→ **Problem description**:
Could you repeat the board governance text from "- It is the" to "over many years.", swapping "same person" for "same individual"?

→ **Source extract**:
◆ ◆ ◆ ◆ ◆ ◆ ◆
ROLE OF THE BOARD OF DIRECTORS
The Board of Directors (“the Board”) is elected by the shareholders and is charged with the responsibilty of overseeing SCANA’s business which is conducted by the officers, managers and employees, under the direction of the Chief Executive Officer (“CEO”). The Board selects the CEO and acts as advisor and counselor to the CEO in monitoring the performance of the management team to enhance the long-term value of SCANA Corporation for its shareholders.
RESPONSIBILITIES OF THE BOARD OF DIRECTORS
The Board performs the following functions in addition to its general oversight role described above:
- reviews, oversees and approves fundamental financial and business strategies and major corporate actions;
- reviews and assesses identified major risks facing SCANA and the alternatives for their mitigation;
- approves and maintains a succession plan for the CEO, senior executives, and other senior leaders;
- reviews the CEO’s performance toward accomplishing the objectives of the strategic and business plans; and
- reviews with the CEO his annual assessment of senior management and other senior leaders.
FUNCTIONING OF THE BOARD
The Board has a minimum of four scheduled meetings each year at which it reviews and discusses materials provided to Directors prior to the meetings, including materials regarding the performance of SCANA in implementing its long-range strategic plan, goals and objectives and any immediate issues before SCANA. In addition to the regularly scheduled board meetings, the Board generally meets in one or more strategy sessions during each calendar year. Directors are expected to attend all scheduled board and committee meetings and to review in advance of the meeting all provided materials. Directors are also expected to attend all annual meetings of shareholders.
- It is the policy of SCANA that the positions of Chairman of the Board and Chief Executive Officer be held by the same person. SCANA has operated in this manner very successfully over many years.
- The Chairman of the Board and Chief Executive Officer ("Chairman and CEO") sets the agenda for Board meetings with the understanding that certain items pertinent to the advisory and monitoring functions of the Board should be brought to it periodically for review and/or decision. Agenda items that fall within the scope of responsibilities of a Board committee are discussed by the Chair of that committee. Any member of the Board may request that an item be included on the agenda.
- Board materials related to agenda items are provided to Board members sufficiently in advance of Board meetings to allow the Directors to prepare for discussion of these items at the meeting.
◆ ◆ ◆ ◆ ◆ ◆ ◆
→ **Data rows**:
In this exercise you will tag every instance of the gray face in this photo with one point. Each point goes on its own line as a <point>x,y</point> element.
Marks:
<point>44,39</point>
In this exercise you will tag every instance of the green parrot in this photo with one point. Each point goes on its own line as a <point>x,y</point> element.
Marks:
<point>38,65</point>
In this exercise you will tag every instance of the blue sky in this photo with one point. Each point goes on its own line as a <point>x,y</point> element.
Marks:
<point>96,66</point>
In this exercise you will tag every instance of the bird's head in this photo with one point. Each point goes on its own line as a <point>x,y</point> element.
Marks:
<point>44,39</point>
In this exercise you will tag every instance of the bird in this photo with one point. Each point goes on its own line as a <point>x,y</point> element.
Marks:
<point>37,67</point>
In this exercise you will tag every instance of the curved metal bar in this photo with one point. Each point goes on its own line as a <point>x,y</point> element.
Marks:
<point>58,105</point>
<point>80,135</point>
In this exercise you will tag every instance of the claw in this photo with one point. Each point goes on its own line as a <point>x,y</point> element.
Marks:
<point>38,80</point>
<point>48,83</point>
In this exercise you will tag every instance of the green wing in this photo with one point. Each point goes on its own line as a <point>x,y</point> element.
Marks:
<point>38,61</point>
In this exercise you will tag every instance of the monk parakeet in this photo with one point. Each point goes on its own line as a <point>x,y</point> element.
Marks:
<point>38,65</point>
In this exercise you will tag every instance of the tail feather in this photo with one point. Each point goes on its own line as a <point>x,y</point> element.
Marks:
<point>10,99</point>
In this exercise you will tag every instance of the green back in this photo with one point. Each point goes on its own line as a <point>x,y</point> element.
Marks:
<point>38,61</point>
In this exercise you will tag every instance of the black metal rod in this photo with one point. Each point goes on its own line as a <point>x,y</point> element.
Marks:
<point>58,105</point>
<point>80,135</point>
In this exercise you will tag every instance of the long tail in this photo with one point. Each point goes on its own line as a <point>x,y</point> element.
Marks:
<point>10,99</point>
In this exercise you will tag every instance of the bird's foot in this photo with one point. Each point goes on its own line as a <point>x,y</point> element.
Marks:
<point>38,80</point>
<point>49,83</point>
◆ ◆ ◆ ◆ ◆ ◆ ◆
→ **Task solution**:
- It is the policy of SCANA that the positions of Chairman of the Board and Chief Executive Officer be held by the same individual. SCANA has operated in this manner very successfully over many years.